• Estratto del documento
Le prime notizie sul consumo di riso in Italia risalgono al XIII secolo, quando i monaci cistercensi dell’Abbazia di Lucedio, nel Vercellese, iniziarono a coltivarlo per arrivare a una produzione consistente due secoli dopo. In quei secoli non si mangiava però il risotto, ma riso bollito e zuppe con anche altri cereali. Il passaggio da minestra a risotto è graduale, passando per la tradizione spagnola della paella in Lombardia e per l’influenza araba della cottura Pilaf. Siamo intorno al XVII secolo.
Tanti modi di fare il risotto
La ricetta del risotto si è evoluta nel tempo, seguendo le linee guida di alcuni chef importanti, ma anche seguendo il gusto personale: procedure diverse danno, infatti, risultati finali diversi. Il primo dibattito è, per esempio, quello sul soffritto. Secondo la tradizione come primo passaggio si deve soffriggere la cipolla nel burro, ma già Gualtiero Marchesi negli anni Ottanta eliminò la cipolla, tostando direttamente il riso nel burro. Gli chef dei nostri tempi, a partire da Davide Oldani, addirittura eliminano il burro e tostano il riso a secco.
Altro dibattito è quello sulla sfumatura con il vino: secondo la tradizione deve avvenire dopo la tostatura, ma molti chef attuali preferiscono evitarla per non alterare il sapore del riso. Così come c’è chi sceglie di utilizzare acqua calda al posto del brodo, per lasciare inalterati i sapori degli ingredienti principali. Il dibattito continua anche sulla mantecatura, che secondo la tradizione deve essere fatta a fuoco spento con burro e Parmigiano: scegliendo la giusta varietà di riso con alto rilascio di amilosio, la mantecatura può essere “naturale”, senza queste aggiunte.
Quale varietà scegliere per il risotto?
In generale, i risi da risotto sono quelli inseriti nella categoria Lungo A: hanno il chicco lungo e ovale e mantengono maggiormente la cottura rilasciando la giusta quantità di amido per rendere il riso cremoso. Tra i risi da risotto, il più celebre tra gli chef è il Carnaroli, il più famoso all’estero è l’Arborio, mentre nelle cucine di famiglia la tradizione vuole Roma, Baldo e Sant’Andrea. Tra quelli a chicco medio, solitamente non consigliati per il risotto, l’eccezione è il famoso Vialone Nano.
Bisogna lavare il riso?
Fino alla metà del secolo scorso c’era l’abitudine di lavare il riso prima di preparare il risotto e, in generale, di cucinarlo. La ragione era una “polvere” bianca lasciata sul chicco dalla lavorazione e da tecniche di brillatura (lucidatura con glucosio) che oggi non si praticano più. Oggi non è più necessario lavare il riso, quindi, a meno che non si scelgano particolari metodi di cottura che prevedano questo passaggio. Inoltre, in generale, lavare il riso toglie ai chicchi parte dei valori nutrizionali, quindi è sconsigliato.
Quali utensili scegliere?

• Esercizio a
Trasforma in un elenco numerato le righe che vanno dall'inizio dell'elenco fino a quella che contiene "[313,532,377,570]", inclusa, saltando le righe vuote. Lascia fuori le immagini dalla risposta.

• Elenco disponibile

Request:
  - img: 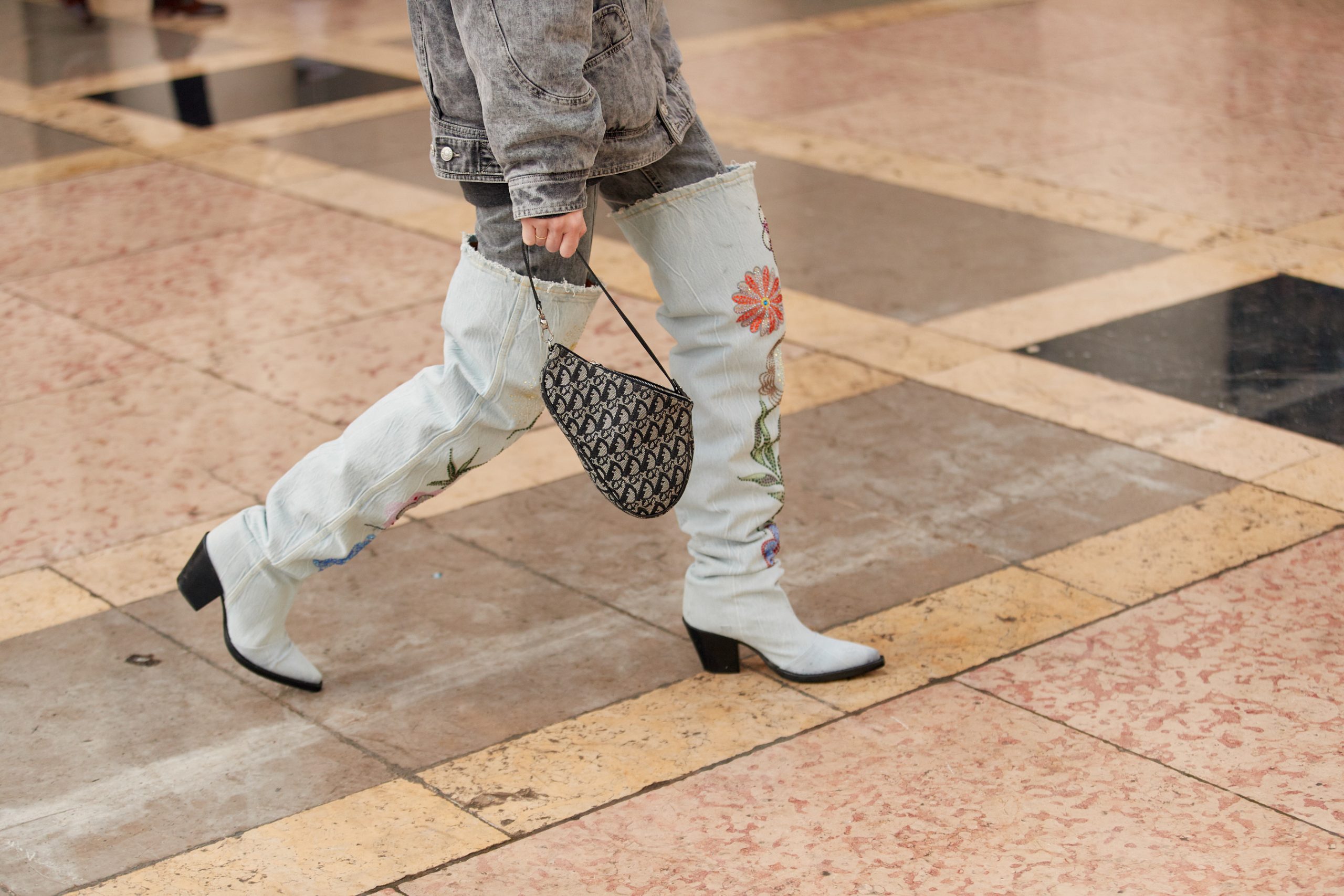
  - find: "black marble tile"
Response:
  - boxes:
[1023,276,1344,444]
[0,0,238,87]
[90,58,419,128]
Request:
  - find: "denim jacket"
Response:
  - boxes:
[407,0,695,219]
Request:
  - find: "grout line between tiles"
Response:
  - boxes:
[954,681,1344,840]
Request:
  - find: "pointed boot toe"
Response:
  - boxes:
[177,537,322,690]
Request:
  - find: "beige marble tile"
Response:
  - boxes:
[0,146,149,192]
[26,99,235,159]
[917,353,1328,481]
[1025,485,1344,603]
[0,163,314,279]
[212,87,429,141]
[1278,215,1344,248]
[794,567,1118,712]
[51,514,231,607]
[1255,449,1344,511]
[0,364,339,572]
[422,672,840,834]
[780,352,900,414]
[1208,235,1344,274]
[0,570,108,641]
[209,301,444,427]
[783,290,992,376]
[925,255,1268,349]
[387,196,481,241]
[8,209,457,360]
[1293,258,1344,289]
[406,426,583,520]
[700,109,1254,251]
[284,169,444,219]
[677,0,1022,56]
[178,144,340,187]
[79,781,508,896]
[0,290,163,403]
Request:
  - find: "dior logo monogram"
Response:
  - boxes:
[542,345,694,517]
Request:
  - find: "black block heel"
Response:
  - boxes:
[681,619,742,674]
[177,536,225,610]
[681,619,887,684]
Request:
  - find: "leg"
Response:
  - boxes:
[602,119,881,681]
[178,196,598,689]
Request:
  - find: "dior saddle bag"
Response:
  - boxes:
[523,246,695,519]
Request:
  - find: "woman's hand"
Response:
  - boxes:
[520,208,587,258]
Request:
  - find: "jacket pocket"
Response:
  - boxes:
[583,3,634,71]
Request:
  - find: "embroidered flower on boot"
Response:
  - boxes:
[732,265,783,336]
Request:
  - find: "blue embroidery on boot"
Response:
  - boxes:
[313,532,377,570]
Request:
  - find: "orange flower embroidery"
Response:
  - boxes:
[732,265,783,334]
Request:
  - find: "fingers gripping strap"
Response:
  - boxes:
[523,245,686,395]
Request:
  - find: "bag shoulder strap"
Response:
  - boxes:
[523,245,686,395]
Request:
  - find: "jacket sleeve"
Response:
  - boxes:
[450,0,606,219]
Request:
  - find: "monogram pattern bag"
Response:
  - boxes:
[523,246,695,519]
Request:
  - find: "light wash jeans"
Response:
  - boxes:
[207,124,878,674]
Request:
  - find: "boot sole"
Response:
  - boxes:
[681,619,887,684]
[177,536,322,692]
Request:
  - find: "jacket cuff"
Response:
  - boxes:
[508,177,587,220]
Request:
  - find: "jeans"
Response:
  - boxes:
[463,118,724,286]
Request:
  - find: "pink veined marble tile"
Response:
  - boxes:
[0,291,163,403]
[399,684,1344,896]
[0,363,339,575]
[785,72,1210,166]
[9,211,457,367]
[962,532,1344,833]
[0,163,317,279]
[682,35,962,118]
[1010,121,1344,230]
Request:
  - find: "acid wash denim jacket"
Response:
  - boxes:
[407,0,695,219]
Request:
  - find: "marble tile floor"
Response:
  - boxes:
[0,0,1344,896]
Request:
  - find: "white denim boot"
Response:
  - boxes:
[177,236,601,690]
[614,164,883,681]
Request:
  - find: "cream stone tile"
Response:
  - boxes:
[406,426,583,519]
[79,781,508,896]
[178,144,340,187]
[1255,449,1344,511]
[917,353,1329,481]
[212,87,429,141]
[24,99,235,159]
[794,567,1118,712]
[0,570,108,641]
[1208,235,1344,273]
[51,514,231,607]
[1293,258,1344,289]
[284,171,444,219]
[1278,215,1344,248]
[387,195,481,241]
[0,146,152,191]
[1025,485,1344,603]
[780,353,900,414]
[925,255,1268,349]
[700,111,1254,251]
[589,235,662,302]
[422,672,840,834]
[677,0,1022,55]
[783,290,993,376]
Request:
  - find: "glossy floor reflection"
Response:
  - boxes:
[90,58,419,128]
[1023,276,1344,444]
[0,0,237,86]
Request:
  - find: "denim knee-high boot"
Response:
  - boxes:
[614,164,881,681]
[178,240,600,690]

• Esercizio b
Quali varietà di riso nomina l'estratto sul risotto?

• Risposta corretta a
1. Request:
2.   - img: 
3.   - find: "black marble tile"
4. Response:
5.   - boxes:
6. [1023,276,1344,444]
7. [0,0,238,87]
8. [90,58,419,128]
9. Request:
10.   - find: "denim jacket"
11. Response:
12.   - boxes:
13. [407,0,695,219]
14. Request:
15.   - find: "grout line between tiles"
16. Response:
17.   - boxes:
18. [954,681,1344,840]
19. Request:
20.   - find: "pointed boot toe"
21. Response:
22.   - boxes:
23. [177,537,322,690]
24. Request:
25.   - find: "beige marble tile"
26. Response:
27.   - boxes:
28. [0,146,149,192]
29. [26,99,235,159]
30. [917,353,1328,481]
31. [1025,485,1344,603]
32. [0,163,314,279]
33. [212,87,429,141]
34. [1278,215,1344,248]
35. [794,567,1118,712]
36. [51,514,231,607]
37. [1255,449,1344,511]
38. [0,364,339,572]
39. [422,672,840,834]
40. [780,352,900,414]
41. [1208,235,1344,274]
42. [0,570,108,641]
43. [209,301,444,427]
44. [783,290,992,376]
45. [925,255,1268,349]
46. [387,196,481,241]
47. [8,209,457,360]
48. [1293,258,1344,289]
49. [406,426,583,520]
50. [700,109,1254,251]
51. [284,169,444,219]
52. [677,0,1022,56]
53. [178,144,340,187]
54. [79,781,508,896]
55. [0,290,163,403]
56. Request:
57.   - find: "dior logo monogram"
58. Response:
59.   - boxes:
60. [542,345,694,517]
61. Request:
62.   - find: "black block heel"
63. Response:
64.   - boxes:
65. [681,619,742,674]
66. [177,536,225,610]
67. [681,619,887,684]
68. Request:
69.   - find: "leg"
70. Response:
71.   - boxes:
72. [602,119,881,681]
73. [178,196,598,689]
74. Request:
75.   - find: "dior saddle bag"
76. Response:
77.   - boxes:
78. [523,246,695,519]
79. Request:
80.   - find: "woman's hand"
81. Response:
82.   - boxes:
83. [520,208,587,258]
84. Request:
85.   - find: "jacket pocket"
86. Response:
87.   - boxes:
88. [583,3,634,71]
89. Request:
90.   - find: "embroidered flower on boot"
91. Response:
92.   - boxes:
93. [732,265,783,336]
94. Request:
95.   - find: "blue embroidery on boot"
96. Response:
97.   - boxes:
98. [313,532,377,570]

• Risposta corretta b
Carnaroli, Arborio, Roma, Baldo, Sant'Andrea, Vialone Nano